Dataset excerpts

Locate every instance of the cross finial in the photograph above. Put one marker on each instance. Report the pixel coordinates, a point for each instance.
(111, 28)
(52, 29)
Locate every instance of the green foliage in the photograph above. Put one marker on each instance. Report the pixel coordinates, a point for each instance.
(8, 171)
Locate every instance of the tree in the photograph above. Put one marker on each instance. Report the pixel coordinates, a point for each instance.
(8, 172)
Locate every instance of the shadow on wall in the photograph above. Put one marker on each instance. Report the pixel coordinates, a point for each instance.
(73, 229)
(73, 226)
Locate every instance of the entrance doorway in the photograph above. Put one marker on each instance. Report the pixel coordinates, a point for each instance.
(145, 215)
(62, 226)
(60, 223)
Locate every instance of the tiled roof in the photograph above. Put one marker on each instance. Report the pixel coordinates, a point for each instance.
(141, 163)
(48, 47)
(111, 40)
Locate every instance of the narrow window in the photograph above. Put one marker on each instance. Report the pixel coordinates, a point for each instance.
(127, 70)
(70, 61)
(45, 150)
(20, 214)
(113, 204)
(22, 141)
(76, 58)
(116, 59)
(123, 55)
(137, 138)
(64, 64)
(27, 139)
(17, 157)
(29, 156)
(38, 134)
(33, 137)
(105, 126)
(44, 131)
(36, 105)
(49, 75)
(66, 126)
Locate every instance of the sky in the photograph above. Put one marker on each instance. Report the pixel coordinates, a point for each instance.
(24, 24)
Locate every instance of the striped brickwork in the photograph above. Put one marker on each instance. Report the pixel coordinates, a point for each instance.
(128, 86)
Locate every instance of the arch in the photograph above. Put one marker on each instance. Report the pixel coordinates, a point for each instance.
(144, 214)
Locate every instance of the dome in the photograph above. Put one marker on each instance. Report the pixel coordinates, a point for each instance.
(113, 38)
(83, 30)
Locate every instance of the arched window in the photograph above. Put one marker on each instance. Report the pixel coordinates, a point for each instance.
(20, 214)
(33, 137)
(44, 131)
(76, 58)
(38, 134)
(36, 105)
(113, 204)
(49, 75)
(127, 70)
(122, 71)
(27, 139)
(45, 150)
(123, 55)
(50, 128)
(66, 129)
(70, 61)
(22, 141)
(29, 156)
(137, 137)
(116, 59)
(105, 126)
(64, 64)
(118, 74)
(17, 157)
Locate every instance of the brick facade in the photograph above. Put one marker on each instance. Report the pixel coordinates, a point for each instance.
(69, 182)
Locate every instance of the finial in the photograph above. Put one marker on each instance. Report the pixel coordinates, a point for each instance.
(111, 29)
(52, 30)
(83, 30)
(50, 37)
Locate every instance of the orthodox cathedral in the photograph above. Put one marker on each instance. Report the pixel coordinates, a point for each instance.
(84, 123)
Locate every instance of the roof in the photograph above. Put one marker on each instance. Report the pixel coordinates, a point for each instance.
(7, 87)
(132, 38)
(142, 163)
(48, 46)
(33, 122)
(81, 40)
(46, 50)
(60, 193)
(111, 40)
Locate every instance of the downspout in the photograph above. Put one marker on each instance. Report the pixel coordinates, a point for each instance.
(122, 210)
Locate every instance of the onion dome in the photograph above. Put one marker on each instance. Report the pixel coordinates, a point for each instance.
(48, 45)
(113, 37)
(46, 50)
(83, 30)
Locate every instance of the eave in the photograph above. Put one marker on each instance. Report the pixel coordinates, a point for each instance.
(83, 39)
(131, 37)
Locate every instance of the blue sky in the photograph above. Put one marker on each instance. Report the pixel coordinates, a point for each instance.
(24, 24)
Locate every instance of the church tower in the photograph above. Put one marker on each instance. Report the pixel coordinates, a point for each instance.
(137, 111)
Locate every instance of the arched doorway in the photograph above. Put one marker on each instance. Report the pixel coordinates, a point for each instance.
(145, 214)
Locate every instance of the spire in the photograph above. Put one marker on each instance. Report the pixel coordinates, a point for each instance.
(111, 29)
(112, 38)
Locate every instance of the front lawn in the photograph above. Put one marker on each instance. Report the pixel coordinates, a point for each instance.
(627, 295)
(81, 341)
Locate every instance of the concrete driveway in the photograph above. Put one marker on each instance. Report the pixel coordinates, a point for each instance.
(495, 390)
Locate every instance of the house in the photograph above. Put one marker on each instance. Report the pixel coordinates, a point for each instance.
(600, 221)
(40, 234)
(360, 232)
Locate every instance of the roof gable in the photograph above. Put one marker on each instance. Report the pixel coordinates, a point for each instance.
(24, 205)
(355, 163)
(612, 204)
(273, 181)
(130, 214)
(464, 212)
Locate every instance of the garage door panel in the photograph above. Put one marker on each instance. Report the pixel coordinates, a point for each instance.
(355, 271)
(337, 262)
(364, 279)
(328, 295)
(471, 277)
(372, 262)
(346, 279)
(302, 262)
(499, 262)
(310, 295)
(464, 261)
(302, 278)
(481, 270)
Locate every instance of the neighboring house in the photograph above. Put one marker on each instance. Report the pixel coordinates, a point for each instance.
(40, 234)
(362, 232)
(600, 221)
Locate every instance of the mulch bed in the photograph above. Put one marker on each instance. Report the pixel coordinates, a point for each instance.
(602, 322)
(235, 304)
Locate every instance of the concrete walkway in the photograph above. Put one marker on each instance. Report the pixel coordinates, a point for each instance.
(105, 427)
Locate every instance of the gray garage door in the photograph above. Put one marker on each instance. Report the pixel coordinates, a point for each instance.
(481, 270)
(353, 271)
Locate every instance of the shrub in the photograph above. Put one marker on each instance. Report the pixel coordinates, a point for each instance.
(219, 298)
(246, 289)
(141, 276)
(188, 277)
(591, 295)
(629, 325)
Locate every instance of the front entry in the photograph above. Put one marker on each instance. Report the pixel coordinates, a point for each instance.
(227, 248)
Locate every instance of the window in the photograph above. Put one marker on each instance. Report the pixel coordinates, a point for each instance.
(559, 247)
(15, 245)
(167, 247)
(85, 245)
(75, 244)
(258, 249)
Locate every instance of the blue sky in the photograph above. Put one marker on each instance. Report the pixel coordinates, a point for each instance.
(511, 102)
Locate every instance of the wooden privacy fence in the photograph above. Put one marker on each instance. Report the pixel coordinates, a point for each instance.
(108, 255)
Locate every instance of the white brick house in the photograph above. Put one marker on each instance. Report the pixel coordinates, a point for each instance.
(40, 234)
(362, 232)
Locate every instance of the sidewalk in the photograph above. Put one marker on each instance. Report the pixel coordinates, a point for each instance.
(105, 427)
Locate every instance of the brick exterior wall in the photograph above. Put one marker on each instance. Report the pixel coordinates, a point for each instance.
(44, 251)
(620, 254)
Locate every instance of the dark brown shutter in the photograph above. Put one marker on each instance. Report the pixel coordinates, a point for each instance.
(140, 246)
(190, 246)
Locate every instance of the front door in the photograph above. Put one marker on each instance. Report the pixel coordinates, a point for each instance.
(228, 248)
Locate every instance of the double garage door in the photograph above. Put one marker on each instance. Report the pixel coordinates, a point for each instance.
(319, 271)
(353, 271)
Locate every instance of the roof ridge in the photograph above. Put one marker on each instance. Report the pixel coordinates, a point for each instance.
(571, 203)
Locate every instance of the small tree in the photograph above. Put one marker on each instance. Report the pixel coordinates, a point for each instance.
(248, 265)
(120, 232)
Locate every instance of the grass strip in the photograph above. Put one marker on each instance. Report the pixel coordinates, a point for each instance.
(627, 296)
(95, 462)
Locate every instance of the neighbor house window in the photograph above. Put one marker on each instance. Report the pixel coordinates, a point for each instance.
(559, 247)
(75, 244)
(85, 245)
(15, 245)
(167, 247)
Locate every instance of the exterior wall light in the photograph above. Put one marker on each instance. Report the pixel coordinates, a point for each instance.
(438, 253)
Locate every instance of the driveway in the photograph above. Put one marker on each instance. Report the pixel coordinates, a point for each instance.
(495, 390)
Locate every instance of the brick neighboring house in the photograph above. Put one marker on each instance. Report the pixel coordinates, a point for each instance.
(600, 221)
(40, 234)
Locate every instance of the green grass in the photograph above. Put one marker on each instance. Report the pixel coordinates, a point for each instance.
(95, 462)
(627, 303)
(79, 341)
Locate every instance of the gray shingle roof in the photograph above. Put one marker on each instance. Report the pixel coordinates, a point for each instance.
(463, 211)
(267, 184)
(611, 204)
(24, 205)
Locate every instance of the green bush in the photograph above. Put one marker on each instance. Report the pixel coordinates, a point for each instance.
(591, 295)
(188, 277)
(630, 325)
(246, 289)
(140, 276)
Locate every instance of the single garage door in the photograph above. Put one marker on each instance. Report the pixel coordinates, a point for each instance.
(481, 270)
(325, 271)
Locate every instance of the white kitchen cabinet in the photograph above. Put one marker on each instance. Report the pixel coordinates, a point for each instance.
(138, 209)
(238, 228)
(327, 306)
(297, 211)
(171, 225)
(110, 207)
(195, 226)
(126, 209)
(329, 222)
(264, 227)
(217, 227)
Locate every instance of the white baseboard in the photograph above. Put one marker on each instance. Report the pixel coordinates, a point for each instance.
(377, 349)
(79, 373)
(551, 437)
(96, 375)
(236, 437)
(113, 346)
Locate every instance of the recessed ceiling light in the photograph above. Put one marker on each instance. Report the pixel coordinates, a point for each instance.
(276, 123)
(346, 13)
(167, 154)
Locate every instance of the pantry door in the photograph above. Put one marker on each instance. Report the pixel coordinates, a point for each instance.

EXERCISE DESCRIPTION – Your reply should be a verbatim retyping of the lines from the one that holds "Locate every instance of the white baseboard" through the last line of the entries.

EXERCISE RESPONSE –
Locate every instance of the white baseboard in the photograph above. Put one marker on each instance. Report the pixel coordinates, a point for each instance.
(377, 349)
(79, 373)
(551, 437)
(96, 375)
(236, 437)
(113, 346)
Locate every instance of the recessed ceiling light in the photograph above. Put one marker on each instance. Report the pixel coordinates, a point for each instance.
(276, 123)
(346, 13)
(167, 154)
Locate every instance of the pantry door in the photograph above. Put one marker on each instance. Report the pixel coordinates, a point for each instance.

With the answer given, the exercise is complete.